begin DATA EXTRACT
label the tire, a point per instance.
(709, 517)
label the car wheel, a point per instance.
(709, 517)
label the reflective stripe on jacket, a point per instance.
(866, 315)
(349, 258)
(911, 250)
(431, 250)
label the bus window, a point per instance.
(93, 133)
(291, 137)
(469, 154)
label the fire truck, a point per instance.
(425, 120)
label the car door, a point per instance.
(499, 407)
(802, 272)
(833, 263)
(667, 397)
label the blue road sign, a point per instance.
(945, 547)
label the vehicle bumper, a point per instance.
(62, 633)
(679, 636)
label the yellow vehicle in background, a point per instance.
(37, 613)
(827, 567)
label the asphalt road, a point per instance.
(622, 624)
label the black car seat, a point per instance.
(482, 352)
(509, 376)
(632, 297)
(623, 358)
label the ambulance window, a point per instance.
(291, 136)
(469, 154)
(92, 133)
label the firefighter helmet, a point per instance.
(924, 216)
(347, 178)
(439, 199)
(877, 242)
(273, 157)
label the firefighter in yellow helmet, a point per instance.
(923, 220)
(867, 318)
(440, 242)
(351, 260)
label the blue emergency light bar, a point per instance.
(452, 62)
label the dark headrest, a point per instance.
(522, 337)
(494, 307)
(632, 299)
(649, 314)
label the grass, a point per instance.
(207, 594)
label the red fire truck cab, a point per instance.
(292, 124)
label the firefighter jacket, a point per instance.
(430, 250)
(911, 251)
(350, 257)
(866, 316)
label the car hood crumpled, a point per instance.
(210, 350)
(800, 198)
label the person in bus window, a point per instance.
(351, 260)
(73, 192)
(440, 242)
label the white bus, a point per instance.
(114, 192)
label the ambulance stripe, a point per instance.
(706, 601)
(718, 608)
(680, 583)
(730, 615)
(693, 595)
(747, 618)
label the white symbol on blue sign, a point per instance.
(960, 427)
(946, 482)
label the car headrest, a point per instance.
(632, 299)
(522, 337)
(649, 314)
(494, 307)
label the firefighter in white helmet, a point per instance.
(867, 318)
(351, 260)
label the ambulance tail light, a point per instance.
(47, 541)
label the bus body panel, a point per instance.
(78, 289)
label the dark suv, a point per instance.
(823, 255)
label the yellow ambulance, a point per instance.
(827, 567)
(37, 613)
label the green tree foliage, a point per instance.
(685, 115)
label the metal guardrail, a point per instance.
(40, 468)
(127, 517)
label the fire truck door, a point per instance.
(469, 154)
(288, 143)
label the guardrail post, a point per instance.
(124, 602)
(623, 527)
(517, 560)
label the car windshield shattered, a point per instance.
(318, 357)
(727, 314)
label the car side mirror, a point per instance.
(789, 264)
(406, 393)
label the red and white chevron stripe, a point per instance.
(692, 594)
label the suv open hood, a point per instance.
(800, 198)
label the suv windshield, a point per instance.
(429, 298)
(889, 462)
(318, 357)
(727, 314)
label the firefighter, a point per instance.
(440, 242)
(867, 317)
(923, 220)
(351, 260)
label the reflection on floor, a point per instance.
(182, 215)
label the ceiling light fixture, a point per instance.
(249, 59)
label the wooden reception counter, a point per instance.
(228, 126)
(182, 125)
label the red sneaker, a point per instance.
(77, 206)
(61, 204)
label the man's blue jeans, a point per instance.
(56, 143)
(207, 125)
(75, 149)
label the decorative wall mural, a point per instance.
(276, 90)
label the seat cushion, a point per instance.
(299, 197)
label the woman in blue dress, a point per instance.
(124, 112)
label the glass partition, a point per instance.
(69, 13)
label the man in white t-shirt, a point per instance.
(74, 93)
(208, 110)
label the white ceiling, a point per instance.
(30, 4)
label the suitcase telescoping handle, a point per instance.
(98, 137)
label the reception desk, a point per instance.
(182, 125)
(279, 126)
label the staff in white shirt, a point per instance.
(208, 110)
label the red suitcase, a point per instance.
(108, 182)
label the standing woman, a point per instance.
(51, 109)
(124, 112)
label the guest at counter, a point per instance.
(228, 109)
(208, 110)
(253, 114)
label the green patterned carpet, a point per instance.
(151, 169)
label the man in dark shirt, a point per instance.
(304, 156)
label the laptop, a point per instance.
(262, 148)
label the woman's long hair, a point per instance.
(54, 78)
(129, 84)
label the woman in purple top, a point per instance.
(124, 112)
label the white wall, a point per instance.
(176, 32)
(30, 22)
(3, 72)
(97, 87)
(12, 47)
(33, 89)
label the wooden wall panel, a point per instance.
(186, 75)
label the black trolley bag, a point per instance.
end DATA EXTRACT
# WHAT IS EXPECTED
Express the data above as a JSON list of strings, one string per line and blank lines omitted, starting at the line that contains "label the reception" and ending with the last line of the data, both included.

# EXERCISE SOLUTION
[
  "label the reception desk, a point per instance.",
  "(182, 125)",
  "(279, 126)",
  "label the staff in white shirt, a point per instance.",
  "(208, 110)",
  "label the red suitcase, a point per instance.",
  "(108, 182)",
  "label the standing woman, a point per instance.",
  "(51, 109)",
  "(124, 112)",
  "label the guest at counter, a point per instance.",
  "(228, 109)",
  "(208, 110)",
  "(253, 114)",
  "label the green patterned carpet, a point per instance.",
  "(151, 169)",
  "label the man in dark shirt, a point per instance.",
  "(304, 156)",
  "label the laptop, a point per instance.",
  "(262, 148)",
  "label the woman's long hair, a point per instance.",
  "(54, 78)",
  "(129, 84)",
  "label the woman in purple top, a point per instance.",
  "(124, 112)",
  "label the white wall, a point per instance.",
  "(176, 32)",
  "(30, 22)",
  "(3, 72)",
  "(97, 87)",
  "(12, 47)",
  "(33, 89)",
  "label the wooden wall panel, a point per instance.",
  "(186, 75)",
  "label the black trolley bag, a point per instance."
]